Copy each of the entries below word for word, leaving out the pictures.
----------
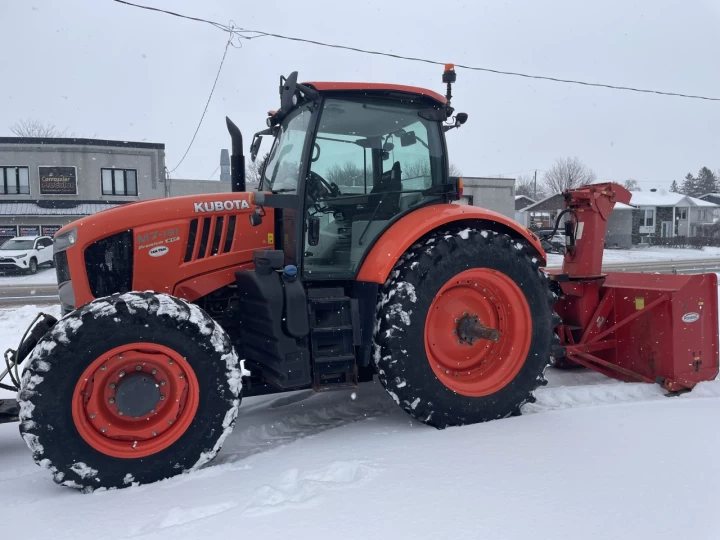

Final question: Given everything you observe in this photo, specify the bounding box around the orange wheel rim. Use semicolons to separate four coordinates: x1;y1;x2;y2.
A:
425;268;532;397
72;343;200;458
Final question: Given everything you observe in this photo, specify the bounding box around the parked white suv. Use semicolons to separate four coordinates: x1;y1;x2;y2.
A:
0;236;54;274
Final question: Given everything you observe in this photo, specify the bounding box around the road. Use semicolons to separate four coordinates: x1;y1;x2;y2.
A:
0;257;720;305
0;284;58;305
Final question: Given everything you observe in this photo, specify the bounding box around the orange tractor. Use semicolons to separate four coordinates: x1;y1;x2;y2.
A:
0;65;718;491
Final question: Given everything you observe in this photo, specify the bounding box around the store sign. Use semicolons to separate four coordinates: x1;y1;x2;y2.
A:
18;225;40;236
42;225;62;236
38;167;77;195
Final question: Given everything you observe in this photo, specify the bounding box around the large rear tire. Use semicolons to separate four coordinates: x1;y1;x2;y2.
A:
374;229;556;428
19;293;242;491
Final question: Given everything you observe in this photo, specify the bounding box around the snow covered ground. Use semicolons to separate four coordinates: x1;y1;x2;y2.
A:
548;247;720;267
0;300;720;540
0;267;57;287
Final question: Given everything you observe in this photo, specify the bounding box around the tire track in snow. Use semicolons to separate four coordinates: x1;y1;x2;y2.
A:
213;383;398;465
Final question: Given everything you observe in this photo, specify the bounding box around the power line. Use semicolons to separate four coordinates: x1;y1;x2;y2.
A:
208;165;220;180
114;0;720;101
166;25;233;173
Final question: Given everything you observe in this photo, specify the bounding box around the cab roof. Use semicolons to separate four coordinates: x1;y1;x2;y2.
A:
302;82;447;105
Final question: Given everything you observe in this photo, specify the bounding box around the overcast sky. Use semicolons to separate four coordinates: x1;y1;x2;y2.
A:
0;0;720;189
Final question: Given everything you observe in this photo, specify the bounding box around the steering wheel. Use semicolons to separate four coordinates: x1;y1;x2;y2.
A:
308;171;342;200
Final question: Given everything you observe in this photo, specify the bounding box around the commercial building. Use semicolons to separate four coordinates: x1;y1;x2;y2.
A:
0;137;230;242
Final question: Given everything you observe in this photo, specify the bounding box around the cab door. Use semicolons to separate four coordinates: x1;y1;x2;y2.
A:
302;97;447;279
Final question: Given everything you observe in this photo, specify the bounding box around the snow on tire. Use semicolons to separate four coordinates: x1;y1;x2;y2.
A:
374;228;557;428
18;292;242;491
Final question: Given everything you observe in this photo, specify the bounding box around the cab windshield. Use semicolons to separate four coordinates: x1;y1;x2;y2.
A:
262;107;312;192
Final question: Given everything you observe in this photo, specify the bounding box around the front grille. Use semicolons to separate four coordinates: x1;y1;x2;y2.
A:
55;251;70;283
85;231;133;298
184;216;236;262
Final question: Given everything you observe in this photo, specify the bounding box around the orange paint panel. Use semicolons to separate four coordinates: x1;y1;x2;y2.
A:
357;204;546;283
59;193;274;307
172;263;253;302
303;82;447;105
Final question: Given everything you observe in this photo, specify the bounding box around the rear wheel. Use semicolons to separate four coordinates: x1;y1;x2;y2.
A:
375;229;555;428
19;293;241;491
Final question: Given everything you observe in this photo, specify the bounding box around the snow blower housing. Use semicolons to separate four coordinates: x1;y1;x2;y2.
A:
6;65;718;490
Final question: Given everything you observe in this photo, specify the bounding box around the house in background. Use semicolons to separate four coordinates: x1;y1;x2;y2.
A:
516;190;720;249
630;190;720;243
698;193;720;205
515;195;535;227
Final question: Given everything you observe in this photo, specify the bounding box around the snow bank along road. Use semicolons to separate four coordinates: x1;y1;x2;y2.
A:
0;296;720;540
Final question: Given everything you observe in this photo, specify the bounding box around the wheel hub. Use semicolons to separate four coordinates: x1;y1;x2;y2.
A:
456;314;500;345
72;343;199;458
425;268;532;397
115;373;160;417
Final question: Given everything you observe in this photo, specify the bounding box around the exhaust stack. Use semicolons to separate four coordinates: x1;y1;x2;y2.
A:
225;116;245;192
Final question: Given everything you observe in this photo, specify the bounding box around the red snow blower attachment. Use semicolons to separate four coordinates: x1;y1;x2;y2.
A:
548;184;718;392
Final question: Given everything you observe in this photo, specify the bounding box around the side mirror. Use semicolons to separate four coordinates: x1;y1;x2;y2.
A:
250;134;262;163
280;71;297;116
308;216;320;246
400;131;417;148
250;208;262;227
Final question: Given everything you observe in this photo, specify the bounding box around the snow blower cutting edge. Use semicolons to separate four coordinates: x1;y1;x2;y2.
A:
2;65;718;491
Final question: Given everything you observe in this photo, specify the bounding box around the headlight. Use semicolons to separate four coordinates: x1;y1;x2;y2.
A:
53;229;77;253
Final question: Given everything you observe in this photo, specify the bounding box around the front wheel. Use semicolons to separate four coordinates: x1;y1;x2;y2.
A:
374;229;555;428
19;293;241;491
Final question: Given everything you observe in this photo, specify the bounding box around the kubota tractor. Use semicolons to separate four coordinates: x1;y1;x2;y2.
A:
0;65;718;491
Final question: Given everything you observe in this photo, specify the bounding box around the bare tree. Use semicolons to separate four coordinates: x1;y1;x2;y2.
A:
543;157;597;193
515;174;545;201
623;178;642;191
10;118;67;138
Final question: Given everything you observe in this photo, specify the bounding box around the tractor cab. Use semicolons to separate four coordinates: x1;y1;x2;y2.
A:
231;70;467;389
245;73;466;280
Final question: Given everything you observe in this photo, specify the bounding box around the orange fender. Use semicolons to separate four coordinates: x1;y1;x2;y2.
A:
357;204;547;283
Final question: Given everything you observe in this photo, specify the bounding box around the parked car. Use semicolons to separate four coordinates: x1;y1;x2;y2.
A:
0;236;55;274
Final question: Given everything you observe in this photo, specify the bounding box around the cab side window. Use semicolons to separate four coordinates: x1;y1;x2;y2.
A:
303;98;445;277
----------
Complete output —
Final question: Given everything you observe in this photo, specify the bounding box around the orange wheel rim. Use semicolons to separate four coordinates: x1;y1;x2;y2.
A:
425;268;532;397
72;343;200;458
Final question: Given everything you observe in this photo, specify the bounding box around the parked white suv. Use semicolons to separate four coordinates: x1;y1;x2;y2.
A:
0;236;54;274
Final question: Given everything you observe in this photo, specify the bounding box around the road. Use semicolons to separate four coordinates: x1;y1;x2;y2.
A:
0;257;720;305
0;284;58;305
Final question: Given everything you observe in this photo, specify the bounding box around the orange tractor. Use semicolons to separate four coordinates: x1;y1;x2;y2.
A:
0;65;718;491
Final question: Given everything you observe in this photo, specify the bounding box around the store sign. Use semicolons to separate four coordinates: x1;y1;x2;y2.
A:
18;225;40;236
42;225;62;236
38;167;77;195
Final question: Given everything you observe in this photo, specify the bounding box around the large rear tire. Use semicolons to separate four coordinates: x1;y1;x2;y2.
A:
374;229;556;428
19;293;242;491
Final question: Given everything you observe in this photo, specify the bounding box around the snow covered ground. Use semicolons to separate four coordinates: x1;y1;x2;y2.
A:
548;247;720;267
0;300;720;540
0;267;57;287
Final question: Given everything you observe in this photo, specify the bounding box around the tire track in snow. Use semicolons to separate four coordinates: x1;y1;x2;y2.
A:
213;383;398;465
Final question: Given everything you observe in this photo, specify the bounding box around the power line. Use semicolons to separate four coordinates: x1;y1;x2;y2.
A:
208;165;220;180
114;0;720;101
166;25;233;173
Final question: Given everything you observe in this photo, specify the bounding box around the cab roof. Use semicolons to separate four coordinates: x1;y1;x2;y2.
A:
302;82;447;105
Final question: Given everything you observe in this photo, specify the bounding box around the overcast sky. Use semicolons to separate four coordinates: x1;y1;x2;y2.
A:
0;0;720;189
Final question: Given everything you observe in this photo, specify the bounding box around the steering wheel. Use semicolons to separate four coordinates: x1;y1;x2;y2.
A:
308;171;342;200
Final question: Given everything you observe in this photo, specify the bounding box around the commercial building. Use semicolons to separate four coordinates: x1;y1;x2;y2.
A:
0;137;230;242
Final question: Given everything you observe in this photo, specify the bounding box around the cab door. Use semicolons to separate four coordinates: x1;y1;x2;y2.
A:
302;97;447;279
Final question: Given everything you observe in this photo, specify the bounding box around the snow on tire. Use semicolons to separate four coordinates: x1;y1;x2;y2.
A:
374;228;557;428
18;292;242;491
Final question: Given everything you observe in this photo, specify the bounding box around the cab windshield. Use semicolons to separate four coordinates: x1;y1;x2;y2.
A:
262;107;312;192
Final question: Given everything you observe in this photo, specify the bounding box around the front grille. Use semicolons to separate four coordinates: x1;y1;x2;y2.
A:
55;251;70;283
85;231;133;298
184;216;236;262
Final question: Given everything you observe in this photo, specify the bounding box around the orange paint panel. Use semicolons to separate four coordinates: x1;y1;x2;y2.
A:
357;204;546;283
59;193;274;307
172;263;253;302
303;82;447;105
Final question: Given everything you observe in this photo, specify the bounding box around the rear wheel. Use semicolons to separate four coordinates: x1;y1;x2;y2.
A:
375;229;555;428
19;293;241;491
Final question: Given everything you observe in this photo, specify the bounding box around the snow blower housing. Use semicolons to separate four coordinates: x1;y1;x2;y2.
A:
6;65;718;490
Final question: Given everything you observe in this photo, specify the bounding box around the house in background. Use semicolons to separate four coordinates: x1;y1;x2;y2.
A:
516;190;720;249
630;190;720;243
698;193;720;205
515;195;535;227
Final question: Given everything you observe in this photo, specify the bounding box around the snow bank along road. Use semicolons to separate four coordinates: x1;y1;x2;y2.
A:
0;296;720;540
Final question: Given everything you observe in this photo, specify the bounding box around the wheel hub. Use semicolons to separate four coordinates: x1;y1;x2;y2.
A:
456;314;500;345
72;343;199;458
425;268;532;397
115;373;160;417
Final question: Given everything you observe in this photo, specify the bounding box around the exhaust stack. Use semicolons to separate four coordinates: x1;y1;x2;y2.
A:
225;116;245;192
Final question: Given everything you observe in this photo, specify the bounding box around the red snow blower attachment. Use semicolons to separate four coordinates: x1;y1;x2;y2.
A:
548;184;718;392
Final question: Given everything you observe in this photo, specify the bounding box around the side mirror. Use semicolons to separate four coordinates: x1;y1;x2;y2.
A:
250;134;262;163
280;71;297;116
308;216;320;246
400;131;417;148
250;208;262;227
Final question: Given everything you observe in this photo, specify the bounding box around the snow blower cutting edge. Use semicolons to separate four coordinates: x1;y1;x2;y2.
A:
2;65;718;491
Final question: Given everything you observe in this photo, specify the bounding box around the headlight. Use semicolons to separate four coordinates: x1;y1;x2;y2.
A:
53;229;77;253
Final question: Given everything you observe in this photo, specify the bounding box around the front wheel. Use semicolons to separate four coordinates: x1;y1;x2;y2.
A:
374;229;555;428
19;293;241;491
Final question: Given everything you observe in this photo, specify the bounding box around the kubota tractor. Use semicolons to separate four coordinates: x1;y1;x2;y2.
A:
0;65;718;491
Final question: Given everything you observe in this photo, specify the bounding box around the bare tree. Use semicolons to separate four coordinates: x1;y1;x2;y2.
A:
543;157;597;193
515;174;545;201
623;178;642;191
10;118;67;138
Final question: Given everything you observe in this photo, specify the bounding box around the tractor cab. Use semicolons to separate four coordinates: x1;y1;x2;y2.
A:
231;70;467;389
245;73;466;280
Final question: Given everything you observe in this photo, specify the bounding box around the orange fender. Use semicolons to separate four coordinates: x1;y1;x2;y2.
A:
357;204;547;283
Final question: Given everything you observe in this photo, specify the bounding box around the parked car. Use semicolons to separate four coordinates: x1;y1;x2;y2.
A:
0;236;55;274
Final question: Given everything you observe in this photo, specify the bounding box around the cab side window. Use semicolons to separate four coordinates: x1;y1;x2;y2.
A:
303;98;445;277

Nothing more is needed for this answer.